>> start Supplied material
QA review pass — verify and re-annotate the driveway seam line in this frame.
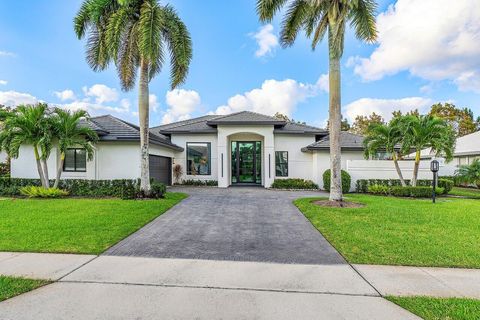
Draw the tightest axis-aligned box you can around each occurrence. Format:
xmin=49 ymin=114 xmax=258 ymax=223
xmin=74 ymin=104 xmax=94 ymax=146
xmin=55 ymin=255 xmax=100 ymax=282
xmin=59 ymin=280 xmax=383 ymax=298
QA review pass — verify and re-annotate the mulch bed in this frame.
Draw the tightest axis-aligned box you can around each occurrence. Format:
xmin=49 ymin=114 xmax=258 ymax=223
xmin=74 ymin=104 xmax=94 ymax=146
xmin=312 ymin=200 xmax=365 ymax=208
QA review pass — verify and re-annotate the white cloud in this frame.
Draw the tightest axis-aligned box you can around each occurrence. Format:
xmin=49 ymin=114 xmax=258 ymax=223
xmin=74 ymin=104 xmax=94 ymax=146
xmin=162 ymin=89 xmax=202 ymax=124
xmin=348 ymin=0 xmax=480 ymax=92
xmin=252 ymin=24 xmax=278 ymax=58
xmin=214 ymin=75 xmax=328 ymax=117
xmin=53 ymin=89 xmax=76 ymax=101
xmin=344 ymin=97 xmax=433 ymax=122
xmin=83 ymin=84 xmax=118 ymax=104
xmin=0 ymin=91 xmax=40 ymax=107
xmin=148 ymin=94 xmax=160 ymax=112
xmin=0 ymin=50 xmax=15 ymax=57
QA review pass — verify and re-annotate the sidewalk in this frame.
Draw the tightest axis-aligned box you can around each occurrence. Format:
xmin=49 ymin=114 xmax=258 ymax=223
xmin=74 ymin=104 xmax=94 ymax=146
xmin=0 ymin=253 xmax=480 ymax=319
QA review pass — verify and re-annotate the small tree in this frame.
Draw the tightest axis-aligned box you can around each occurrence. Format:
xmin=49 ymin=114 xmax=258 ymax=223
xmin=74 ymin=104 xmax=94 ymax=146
xmin=52 ymin=108 xmax=98 ymax=188
xmin=363 ymin=118 xmax=406 ymax=187
xmin=397 ymin=115 xmax=455 ymax=187
xmin=455 ymin=159 xmax=480 ymax=188
xmin=0 ymin=103 xmax=54 ymax=188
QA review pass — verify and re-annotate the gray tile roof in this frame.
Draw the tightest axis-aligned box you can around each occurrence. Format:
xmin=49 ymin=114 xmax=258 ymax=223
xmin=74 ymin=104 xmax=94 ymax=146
xmin=302 ymin=131 xmax=363 ymax=151
xmin=207 ymin=111 xmax=287 ymax=125
xmin=88 ymin=115 xmax=183 ymax=150
xmin=151 ymin=111 xmax=326 ymax=134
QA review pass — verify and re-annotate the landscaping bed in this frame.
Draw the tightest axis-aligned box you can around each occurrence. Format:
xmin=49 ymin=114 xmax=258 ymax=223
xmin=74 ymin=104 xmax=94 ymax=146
xmin=0 ymin=275 xmax=50 ymax=301
xmin=0 ymin=193 xmax=187 ymax=254
xmin=387 ymin=297 xmax=480 ymax=320
xmin=294 ymin=195 xmax=480 ymax=268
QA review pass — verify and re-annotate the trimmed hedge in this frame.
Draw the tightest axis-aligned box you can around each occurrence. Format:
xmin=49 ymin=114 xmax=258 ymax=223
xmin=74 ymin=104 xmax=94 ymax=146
xmin=437 ymin=178 xmax=454 ymax=194
xmin=390 ymin=186 xmax=444 ymax=198
xmin=175 ymin=179 xmax=218 ymax=187
xmin=271 ymin=178 xmax=318 ymax=190
xmin=355 ymin=179 xmax=432 ymax=193
xmin=323 ymin=169 xmax=352 ymax=193
xmin=0 ymin=178 xmax=167 ymax=199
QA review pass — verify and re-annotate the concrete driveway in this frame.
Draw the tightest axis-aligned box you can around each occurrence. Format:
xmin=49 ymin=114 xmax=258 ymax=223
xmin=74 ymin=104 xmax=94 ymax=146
xmin=105 ymin=187 xmax=345 ymax=264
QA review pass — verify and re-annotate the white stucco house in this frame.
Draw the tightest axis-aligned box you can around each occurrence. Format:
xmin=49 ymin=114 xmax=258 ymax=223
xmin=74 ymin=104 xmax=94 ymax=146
xmin=11 ymin=111 xmax=363 ymax=187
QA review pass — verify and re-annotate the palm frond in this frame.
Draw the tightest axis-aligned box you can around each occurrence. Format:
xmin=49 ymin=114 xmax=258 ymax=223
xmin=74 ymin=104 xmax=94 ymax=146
xmin=160 ymin=5 xmax=192 ymax=88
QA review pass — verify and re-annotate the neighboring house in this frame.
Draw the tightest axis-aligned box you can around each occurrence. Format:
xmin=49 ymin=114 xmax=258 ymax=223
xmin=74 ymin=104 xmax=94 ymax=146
xmin=8 ymin=111 xmax=363 ymax=187
xmin=409 ymin=131 xmax=480 ymax=167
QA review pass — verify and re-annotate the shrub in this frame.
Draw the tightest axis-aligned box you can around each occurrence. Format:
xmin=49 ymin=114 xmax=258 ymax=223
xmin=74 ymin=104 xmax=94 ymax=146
xmin=150 ymin=182 xmax=167 ymax=199
xmin=323 ymin=169 xmax=352 ymax=193
xmin=179 ymin=179 xmax=218 ymax=187
xmin=390 ymin=186 xmax=444 ymax=198
xmin=20 ymin=186 xmax=68 ymax=198
xmin=271 ymin=179 xmax=318 ymax=190
xmin=0 ymin=178 xmax=166 ymax=199
xmin=355 ymin=179 xmax=432 ymax=193
xmin=368 ymin=184 xmax=390 ymax=195
xmin=438 ymin=178 xmax=454 ymax=194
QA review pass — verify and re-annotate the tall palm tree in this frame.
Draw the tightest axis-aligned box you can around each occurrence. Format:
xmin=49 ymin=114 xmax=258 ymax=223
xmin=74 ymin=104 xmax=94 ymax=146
xmin=400 ymin=115 xmax=456 ymax=187
xmin=52 ymin=108 xmax=98 ymax=188
xmin=257 ymin=0 xmax=377 ymax=201
xmin=74 ymin=0 xmax=192 ymax=193
xmin=363 ymin=119 xmax=406 ymax=187
xmin=0 ymin=103 xmax=54 ymax=188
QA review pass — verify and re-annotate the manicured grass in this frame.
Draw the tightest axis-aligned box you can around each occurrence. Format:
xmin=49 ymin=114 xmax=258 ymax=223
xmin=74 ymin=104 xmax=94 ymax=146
xmin=387 ymin=297 xmax=480 ymax=320
xmin=449 ymin=187 xmax=480 ymax=199
xmin=0 ymin=193 xmax=186 ymax=254
xmin=295 ymin=194 xmax=480 ymax=268
xmin=0 ymin=275 xmax=49 ymax=301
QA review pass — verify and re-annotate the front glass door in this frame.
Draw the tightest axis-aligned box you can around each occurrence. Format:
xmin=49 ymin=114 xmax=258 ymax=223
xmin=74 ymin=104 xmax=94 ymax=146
xmin=232 ymin=141 xmax=262 ymax=184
>> end Supplied material
What is asked: Reproduce all of the material above verbatim, omitting the pictures.

Worked solution:
QA review pass — verify and re-annotate the driveway seam line in this frame.
Draw the tightest axis-aligned box you can around each occurrence. Format:
xmin=49 ymin=114 xmax=258 ymax=223
xmin=74 ymin=104 xmax=94 ymax=146
xmin=55 ymin=255 xmax=100 ymax=282
xmin=59 ymin=280 xmax=383 ymax=298
QA review pass — verify and re-annotate the mulch bed in this frame.
Draw the tightest axis-aligned box you can around each occurrence. Format:
xmin=49 ymin=114 xmax=258 ymax=223
xmin=74 ymin=104 xmax=94 ymax=146
xmin=312 ymin=200 xmax=365 ymax=208
QA review pass — verify and re-annotate the white cloud in this frame.
Draw the tightest axis-aligned box you can around each occurrence. Format:
xmin=49 ymin=114 xmax=258 ymax=223
xmin=74 ymin=104 xmax=94 ymax=146
xmin=162 ymin=89 xmax=202 ymax=124
xmin=348 ymin=0 xmax=480 ymax=92
xmin=252 ymin=24 xmax=278 ymax=58
xmin=214 ymin=75 xmax=328 ymax=117
xmin=53 ymin=89 xmax=76 ymax=101
xmin=344 ymin=97 xmax=433 ymax=122
xmin=83 ymin=84 xmax=118 ymax=104
xmin=0 ymin=91 xmax=40 ymax=107
xmin=148 ymin=94 xmax=160 ymax=112
xmin=0 ymin=50 xmax=15 ymax=57
QA review pass — verify and re-annotate the sidewalk in this frame.
Draw the tightest axis-aligned box you can around each occurrence. Format:
xmin=49 ymin=114 xmax=258 ymax=223
xmin=74 ymin=104 xmax=94 ymax=146
xmin=0 ymin=253 xmax=480 ymax=319
QA review pass — verify and re-annotate the small tree in this frame.
Draw the tightest axis-aligned box you can around each occurrence. Format:
xmin=49 ymin=114 xmax=258 ymax=223
xmin=74 ymin=104 xmax=94 ymax=146
xmin=52 ymin=108 xmax=98 ymax=188
xmin=363 ymin=118 xmax=406 ymax=187
xmin=397 ymin=115 xmax=455 ymax=187
xmin=455 ymin=159 xmax=480 ymax=188
xmin=0 ymin=103 xmax=54 ymax=188
QA review pass — verify and re-annotate the gray tile roof in this frame.
Draw the tightest axis-aligned box you can around each occurrence. Format:
xmin=49 ymin=114 xmax=258 ymax=223
xmin=74 ymin=104 xmax=94 ymax=146
xmin=302 ymin=131 xmax=363 ymax=151
xmin=207 ymin=111 xmax=287 ymax=125
xmin=88 ymin=115 xmax=183 ymax=150
xmin=151 ymin=111 xmax=326 ymax=134
QA review pass — verify and re-annotate the landscaping bed in this frame.
Draw the tightest axis-aligned box you can around each occurrence. Format:
xmin=49 ymin=114 xmax=258 ymax=223
xmin=74 ymin=104 xmax=94 ymax=146
xmin=0 ymin=275 xmax=50 ymax=301
xmin=0 ymin=193 xmax=187 ymax=254
xmin=387 ymin=297 xmax=480 ymax=320
xmin=294 ymin=195 xmax=480 ymax=268
QA review pass — verify and re-annotate the trimmed hedge in this frame.
Draw the tightest axis-aligned box you can around each occurrence. Format:
xmin=49 ymin=114 xmax=258 ymax=223
xmin=74 ymin=104 xmax=94 ymax=146
xmin=437 ymin=178 xmax=454 ymax=194
xmin=390 ymin=186 xmax=444 ymax=198
xmin=175 ymin=179 xmax=218 ymax=187
xmin=271 ymin=178 xmax=318 ymax=190
xmin=355 ymin=179 xmax=432 ymax=193
xmin=323 ymin=169 xmax=352 ymax=193
xmin=0 ymin=178 xmax=167 ymax=199
QA review pass — verify and re-annotate the concrete driveway in this frame.
Draw the tightest axis-aligned box you can around each occurrence. Format:
xmin=49 ymin=114 xmax=258 ymax=223
xmin=74 ymin=104 xmax=94 ymax=146
xmin=105 ymin=187 xmax=345 ymax=264
QA review pass — verify and re-annotate the white stucco house in this frame.
Draw the tightest axis-aligned box you can around each occurrence. Format:
xmin=49 ymin=114 xmax=258 ymax=223
xmin=74 ymin=104 xmax=94 ymax=146
xmin=11 ymin=111 xmax=363 ymax=187
QA review pass — verify and re-annotate the palm frond in this frame.
Draw the tightest axis-aligned box you can around each occurrence. Format:
xmin=49 ymin=114 xmax=258 ymax=223
xmin=74 ymin=104 xmax=94 ymax=146
xmin=160 ymin=5 xmax=192 ymax=88
QA review pass — verify and re-annotate the neighboring house in this frame.
Draw the tightest axis-aligned box you can around each occurrence. Format:
xmin=49 ymin=114 xmax=258 ymax=223
xmin=74 ymin=104 xmax=94 ymax=146
xmin=8 ymin=111 xmax=363 ymax=187
xmin=409 ymin=131 xmax=480 ymax=167
QA review pass — verify and re-annotate the shrub in this frame.
Draw the tightest axis-aligned box you can around each occurrence. Format:
xmin=49 ymin=114 xmax=258 ymax=223
xmin=74 ymin=104 xmax=94 ymax=146
xmin=150 ymin=182 xmax=167 ymax=199
xmin=323 ymin=169 xmax=352 ymax=193
xmin=179 ymin=179 xmax=218 ymax=187
xmin=390 ymin=186 xmax=444 ymax=198
xmin=20 ymin=186 xmax=68 ymax=198
xmin=271 ymin=179 xmax=318 ymax=190
xmin=0 ymin=178 xmax=166 ymax=199
xmin=355 ymin=179 xmax=432 ymax=193
xmin=368 ymin=184 xmax=390 ymax=195
xmin=438 ymin=178 xmax=454 ymax=194
QA review pass — verify and re-annotate the tall palm tree in this frame.
Draw the tightest axis-aligned box you can around each occurrence. Format:
xmin=49 ymin=114 xmax=258 ymax=223
xmin=74 ymin=104 xmax=94 ymax=146
xmin=400 ymin=115 xmax=456 ymax=187
xmin=52 ymin=108 xmax=98 ymax=188
xmin=257 ymin=0 xmax=377 ymax=201
xmin=74 ymin=0 xmax=192 ymax=193
xmin=363 ymin=119 xmax=406 ymax=187
xmin=0 ymin=103 xmax=54 ymax=188
QA review pass — verify and re-annotate the manicured grass in this frame.
Draw the tightest axis-aligned box you can around each occurrence. Format:
xmin=49 ymin=114 xmax=258 ymax=223
xmin=74 ymin=104 xmax=94 ymax=146
xmin=387 ymin=297 xmax=480 ymax=320
xmin=449 ymin=187 xmax=480 ymax=199
xmin=0 ymin=193 xmax=186 ymax=254
xmin=295 ymin=194 xmax=480 ymax=268
xmin=0 ymin=275 xmax=49 ymax=301
QA review pass — verify and re-annotate the front glass door in this frame.
Draw the tightest axis-aligned box you can around each occurrence. Format:
xmin=49 ymin=114 xmax=258 ymax=223
xmin=74 ymin=104 xmax=94 ymax=146
xmin=232 ymin=141 xmax=262 ymax=184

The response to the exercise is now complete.